RECORDS SUPPLIED:

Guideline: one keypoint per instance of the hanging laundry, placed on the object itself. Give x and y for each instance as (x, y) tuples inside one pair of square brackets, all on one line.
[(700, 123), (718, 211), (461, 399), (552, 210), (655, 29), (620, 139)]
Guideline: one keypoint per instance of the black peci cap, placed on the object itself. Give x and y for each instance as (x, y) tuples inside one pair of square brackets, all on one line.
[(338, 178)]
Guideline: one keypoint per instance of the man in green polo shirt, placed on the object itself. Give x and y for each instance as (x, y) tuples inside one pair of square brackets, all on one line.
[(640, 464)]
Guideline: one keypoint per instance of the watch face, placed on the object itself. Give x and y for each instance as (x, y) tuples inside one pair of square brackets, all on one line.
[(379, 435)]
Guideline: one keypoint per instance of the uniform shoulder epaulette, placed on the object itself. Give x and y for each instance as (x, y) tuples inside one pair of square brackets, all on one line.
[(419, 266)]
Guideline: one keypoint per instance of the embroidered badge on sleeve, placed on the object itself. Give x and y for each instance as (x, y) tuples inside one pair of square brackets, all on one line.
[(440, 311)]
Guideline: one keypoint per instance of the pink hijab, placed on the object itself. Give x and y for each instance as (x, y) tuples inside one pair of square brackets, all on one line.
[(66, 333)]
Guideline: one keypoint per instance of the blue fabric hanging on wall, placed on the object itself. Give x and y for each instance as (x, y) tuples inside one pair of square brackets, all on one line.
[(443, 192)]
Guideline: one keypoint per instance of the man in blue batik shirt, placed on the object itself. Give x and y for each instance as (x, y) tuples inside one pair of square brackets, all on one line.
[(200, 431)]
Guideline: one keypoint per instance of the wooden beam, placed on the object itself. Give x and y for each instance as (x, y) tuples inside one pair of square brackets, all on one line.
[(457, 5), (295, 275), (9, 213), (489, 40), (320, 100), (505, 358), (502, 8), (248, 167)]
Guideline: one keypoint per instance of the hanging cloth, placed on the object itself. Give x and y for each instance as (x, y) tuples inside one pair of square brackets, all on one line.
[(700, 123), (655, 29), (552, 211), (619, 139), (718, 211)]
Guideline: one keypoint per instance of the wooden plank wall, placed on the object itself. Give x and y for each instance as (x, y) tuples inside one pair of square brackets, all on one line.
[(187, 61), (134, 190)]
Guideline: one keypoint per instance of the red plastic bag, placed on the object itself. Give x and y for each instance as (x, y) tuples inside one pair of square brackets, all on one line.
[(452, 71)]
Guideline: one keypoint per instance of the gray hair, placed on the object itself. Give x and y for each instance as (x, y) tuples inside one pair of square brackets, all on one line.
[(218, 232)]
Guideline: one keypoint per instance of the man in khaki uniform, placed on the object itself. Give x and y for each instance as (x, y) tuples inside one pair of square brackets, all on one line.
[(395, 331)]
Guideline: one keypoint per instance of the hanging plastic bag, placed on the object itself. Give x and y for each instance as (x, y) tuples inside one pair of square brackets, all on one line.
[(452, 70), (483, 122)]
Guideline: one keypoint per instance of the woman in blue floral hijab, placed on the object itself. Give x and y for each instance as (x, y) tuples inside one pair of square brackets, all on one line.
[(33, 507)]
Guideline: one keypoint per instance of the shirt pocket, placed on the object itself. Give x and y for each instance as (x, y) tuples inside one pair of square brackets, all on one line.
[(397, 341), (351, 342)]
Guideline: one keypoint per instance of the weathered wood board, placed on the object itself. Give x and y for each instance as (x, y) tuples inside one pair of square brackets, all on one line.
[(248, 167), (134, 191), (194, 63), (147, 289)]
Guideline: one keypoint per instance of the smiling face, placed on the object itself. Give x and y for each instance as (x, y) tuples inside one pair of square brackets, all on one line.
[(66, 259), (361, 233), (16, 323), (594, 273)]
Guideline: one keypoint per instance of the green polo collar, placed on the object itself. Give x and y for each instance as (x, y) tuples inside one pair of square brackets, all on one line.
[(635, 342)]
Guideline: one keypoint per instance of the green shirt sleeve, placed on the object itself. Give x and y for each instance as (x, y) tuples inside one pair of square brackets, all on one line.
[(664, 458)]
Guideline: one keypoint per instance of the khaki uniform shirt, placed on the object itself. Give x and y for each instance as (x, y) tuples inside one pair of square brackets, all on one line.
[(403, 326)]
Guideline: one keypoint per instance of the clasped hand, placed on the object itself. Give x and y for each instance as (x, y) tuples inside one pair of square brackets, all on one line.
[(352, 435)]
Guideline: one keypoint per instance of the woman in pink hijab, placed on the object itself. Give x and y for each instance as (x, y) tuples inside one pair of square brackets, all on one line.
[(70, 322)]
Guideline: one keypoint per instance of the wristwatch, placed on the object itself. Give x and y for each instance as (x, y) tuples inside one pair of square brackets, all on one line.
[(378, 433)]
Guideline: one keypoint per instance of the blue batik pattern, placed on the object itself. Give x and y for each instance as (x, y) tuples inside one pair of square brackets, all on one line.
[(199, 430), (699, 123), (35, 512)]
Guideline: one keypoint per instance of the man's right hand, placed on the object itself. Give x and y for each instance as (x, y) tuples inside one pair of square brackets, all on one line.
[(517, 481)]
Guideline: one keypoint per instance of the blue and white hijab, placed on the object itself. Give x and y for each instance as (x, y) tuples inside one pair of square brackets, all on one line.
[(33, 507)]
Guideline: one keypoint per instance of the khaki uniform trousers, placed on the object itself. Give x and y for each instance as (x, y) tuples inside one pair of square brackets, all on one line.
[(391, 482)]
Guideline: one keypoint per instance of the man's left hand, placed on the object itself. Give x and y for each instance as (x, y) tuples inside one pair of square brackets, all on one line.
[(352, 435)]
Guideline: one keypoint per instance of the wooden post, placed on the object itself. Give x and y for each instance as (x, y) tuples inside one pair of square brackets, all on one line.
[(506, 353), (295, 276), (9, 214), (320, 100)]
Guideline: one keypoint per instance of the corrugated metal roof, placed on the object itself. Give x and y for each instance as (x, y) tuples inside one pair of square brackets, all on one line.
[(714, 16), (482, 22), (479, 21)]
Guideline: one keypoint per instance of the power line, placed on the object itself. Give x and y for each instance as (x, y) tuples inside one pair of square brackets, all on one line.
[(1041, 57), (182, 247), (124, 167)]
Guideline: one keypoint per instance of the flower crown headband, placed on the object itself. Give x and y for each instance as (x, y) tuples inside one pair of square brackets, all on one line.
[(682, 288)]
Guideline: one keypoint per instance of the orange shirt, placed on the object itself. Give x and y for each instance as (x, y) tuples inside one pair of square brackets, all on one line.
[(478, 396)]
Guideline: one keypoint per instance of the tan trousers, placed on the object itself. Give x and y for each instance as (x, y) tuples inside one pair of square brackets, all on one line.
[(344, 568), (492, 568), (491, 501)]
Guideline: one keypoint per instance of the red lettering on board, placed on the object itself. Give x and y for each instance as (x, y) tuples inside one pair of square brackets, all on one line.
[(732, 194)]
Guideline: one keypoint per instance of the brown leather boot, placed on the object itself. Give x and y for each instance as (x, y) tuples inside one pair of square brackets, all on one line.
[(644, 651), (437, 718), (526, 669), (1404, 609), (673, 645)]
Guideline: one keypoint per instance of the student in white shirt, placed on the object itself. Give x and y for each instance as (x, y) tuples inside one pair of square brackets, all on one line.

EXERCISE: Recast all of the data above as a numbered list, omitting any blank lines.

FINAL RESULT:
1. Guideline: one keypoint per instance of the hanging laundry, placed on the object itself. Give x and y for each instance as (x, y) tuples inside one pair of square brackets, all on one line.
2. [(700, 123), (718, 211), (461, 399), (552, 210), (655, 29), (620, 139)]
3. Guideline: one keypoint per instance of the black peci cap, placed on the object itself. Give x and y for each instance as (x, y) tuples inside one pair of square brackets, all on one line.
4. [(338, 178)]
5. Guideline: one keypoint per instance of the man in green polo shirt, placed on the object itself. Give x and y for each instance as (x, y) tuples inside one pair of square brackets, all on one line.
6. [(640, 464)]
7. Guideline: one keypoint per instance of the watch face, placed on the object itself. Give x and y for each instance as (x, y) tuples inside one pair of square brackets, all on one line.
8. [(379, 435)]
9. Guideline: one keypoint per instance of the uniform shoulder epaulette, placed on the object itself. Give x and y for each instance as (x, y) tuples inside one pair of square brackets, all on one line.
10. [(419, 266)]
11. Guideline: one keypoint per instance of the embroidered badge on sleeve, placed on the object itself. Give x and y for each instance as (x, y) tuples inside one pair of square brackets, all on one line.
12. [(440, 311)]
13. Guideline: one keypoint per instance of the pink hijab, placed on the object itself. Give x and y for each instance as (x, y) tuples inside one pair of square brackets, all on one line.
14. [(66, 333)]
15. Guideline: one keypoint per instance of the blue fabric hanging on wall, placed on the object itself. Give x and y for each instance as (x, y) tuples inside one pair of square brackets, all on one line.
16. [(443, 192)]
17. Guideline: one keypoint per instance of the man in blue batik shirt, placed on the object itself. Give x and y for each instance as (x, y) tuples inside one pair of square brackets, all on one line.
18. [(200, 431)]
19. Guideline: one keypoint per instance of the wooden beam, placed on the object itself. Give x and y for each instance as (x, y) tuples inside one pair of square brackets, all on one line.
20. [(457, 5), (295, 275), (9, 213), (489, 40), (320, 100), (505, 358), (502, 8), (248, 167)]
21. Guideline: one keypoint per instance of the hanging cloth, placed on the object itself. Give x and y for each instance as (x, y) tuples inside one pair of square brackets, all on one line.
22. [(700, 123), (655, 29), (552, 211), (619, 139), (718, 211)]
23. Guideline: one keypoint per instance of the wooden plank wall, placed on the object itself. Give x and y for each instance as (x, y) tuples inside one pair of square brackets, all on one line.
24. [(187, 61), (134, 190)]
25. Guideline: one keypoint per instance of the red plastic bag, placed on the object itself. Give x and y for each instance as (x, y) tuples inside one pair of square brackets, all on one line.
26. [(452, 71)]
27. Guideline: one keypoint per instance of the gray hair, placed on the object itself. Give x and y for each instance as (x, y) tuples inside one pair of square brackets, all on one line.
28. [(218, 232)]
29. Guideline: one keypoint per instance of the man in khaki uniform, placed on the object itself. Give x and y for each instance as (x, y) tuples inside one pair of square brackets, all on one line.
30. [(395, 331)]
31. Guideline: one keypoint per instance of the hanging plastic bag, placed on the object itself. Give x and y for each instance as (x, y) tuples inside one pair of square brackets, all on one line.
32. [(452, 70), (483, 122)]
33. Guideline: one keypoint per instance of the woman in blue floral hijab, placed on the object itself. Give x and y for each instance as (x, y) tuples inside one pair of square brackets, all on one line.
34. [(33, 507)]
35. Guideline: one keypoint per instance of the shirt pocket, placed on the object itself. Give x and y for each instance as (x, y) tuples inside one pair of square brackets, all on one line.
36. [(397, 341), (351, 342)]
37. Guideline: one keypoint per instance of the weathered wood board, placed on the object itself. Give x and y for each instance as (x, y) tuples inside one pair of square brackets, all on one line.
38. [(248, 167), (134, 191), (194, 63), (147, 289)]
39. Guideline: one keypoint per instance of the smiling face, placed on the object itself. Give x and y for each instance as (x, y) tuples inside one pair of square brackets, all on one line.
40. [(66, 259), (361, 233), (16, 323), (594, 273)]
41. Guideline: one keypoint per instance of the green polo collar, placed on the object itself. Give x and y for each instance as (x, y) tuples inside one pair of square brackets, all on one line.
42. [(635, 342)]
43. Guideline: one keypoint per instance of the green shirt sleeve, placed on the object itself. Give x and y for each instance as (x, y) tuples inside one pair of square brackets, all on one line.
44. [(664, 458)]
45. Guideline: one keypoint per instance of the khaki uniform shirt, placed on the object itself. Give x and y for each instance as (x, y) tuples inside one pair of square brackets, all on one line.
46. [(403, 326)]
47. Guideline: one keypoint per instance of the clasped hand, placed on the object itself. Give x and y for each instance as (x, y) tuples inside one pair of square brackets, all on one line.
48. [(352, 435)]
49. Guideline: one keypoint per instance of the woman in pink hijab, placed on the object itself. Give x and y for each instance as (x, y) tuples inside one pair of square brackets, all on one line.
50. [(70, 322)]
51. Guideline: one keypoint per instance of the wristwatch, placed on the object itself. Give x and y for each instance as (x, y) tuples inside one pair of square brackets, all on one line.
52. [(378, 433)]
53. Guideline: one keypoint per instance of the blue batik pattern, placed on the object itself. Give x and y for each instance as (x, y) tuples inside one pair of square brackets, all on one line.
54. [(199, 430), (699, 123), (35, 512)]
55. Guideline: one keypoint per instance of the man's right hand, placed on the object itself. Give x and y for each instance as (x, y) tuples inside one pair of square brackets, all on one line.
56. [(517, 481)]
57. Guideline: one keypoint per instance of the blue and white hijab, placed on the object itself. Give x and y for each instance as (x, y) tuples inside one pair of square brackets, all on one line.
58. [(33, 507)]
59. Guideline: one keypoint per instance of the khaki uniform trousers, placed on the object itself. Give x and y for each instance as (x, y) tuples inside one pair of square brackets, all on one line.
60. [(391, 482)]
61. Guideline: one keypoint per instance of the man's left hand, placed on the object itself. Give x and y for each instance as (x, y) tuples inside one pair of square brackets, all on one line.
62. [(352, 435)]
63. Guideline: one keypoint per instance of the wooden post, placed on the object itself. Give x and y for each instance as (x, y) tuples inside one pair of square brackets, all on one line.
64. [(506, 353), (295, 276), (9, 214), (320, 100)]
65. Guideline: one keypoint per instance of the corrugated metal roof, placed on the object itself. Give x and y for each instance as (x, y) tuples inside one pair of square brackets, all on one line.
66. [(714, 16), (482, 22), (479, 21)]
67. Guideline: one keypoint per instance of the power line, placed on the object itself. Give x and y for each instance as (x, y) tuples inside one pair of square brackets, all on one line.
68. [(1041, 57), (182, 247), (124, 167)]
69. Guideline: one keypoint per instance of the flower crown headband, placed on the object itself. Give x and y for each instance as (x, y) tuples inside one pair of square brackets, all on one line.
70. [(682, 288)]
71. Guideline: one keypoint per instance of the orange shirt, placed on the object itself. Give x and y for each instance as (x, y) tuples inside one pair of square brackets, all on one line.
72. [(478, 396)]
73. Guideline: one keypoint per instance of the tan trousers, placed on the object itself. Give x and y for each instance as (x, y) tuples inside one pair of square brackets, all on one line.
74. [(344, 568), (492, 568), (491, 501)]
75. Guideline: one keypoint per instance of the red lettering on board, placed on the object itself. Give x and y for each instance as (x, y) tuples inside one pair of square brackets, all on one line.
76. [(732, 194)]
77. Guideline: one keypoint per instance of the brown leather boot, placed on the object itself. Give x and y for each instance as (x, y) tuples inside one pair of square brackets, all on one line.
78. [(644, 651), (437, 718), (526, 669), (1404, 609), (673, 645)]
79. Guideline: one keypoint per instance of the student in white shirt, placed on the object itself. Give x and y for each instance as (x, y) tuples inside one pair of square brackets, all on one line.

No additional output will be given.